## SET TASK
Render every line of the material below as a JSON list of strings, one string per line, leaving out blank lines.
──────────────────────────────
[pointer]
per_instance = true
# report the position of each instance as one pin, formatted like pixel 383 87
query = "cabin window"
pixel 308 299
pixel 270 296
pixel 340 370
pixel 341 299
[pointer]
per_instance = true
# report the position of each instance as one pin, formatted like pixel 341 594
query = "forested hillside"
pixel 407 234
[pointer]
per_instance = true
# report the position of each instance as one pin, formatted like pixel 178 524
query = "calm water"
──────────────────────────────
## COMPLETE RESPONSE
[
  "[pointer]",
  "per_instance = true",
  "# report the position of each instance as one pin, formatted like pixel 383 87",
  "query = \"cabin window\"",
  "pixel 308 299",
  "pixel 270 296",
  "pixel 340 370",
  "pixel 341 299",
  "[pointer]",
  "per_instance = true",
  "# report the position of each instance as one pin, formatted like pixel 341 594",
  "query = \"forested hillside\"",
  "pixel 407 234",
  "[pointer]",
  "per_instance = true",
  "# report the position of each instance as one pin, formatted like pixel 178 524",
  "query = \"calm water\""
]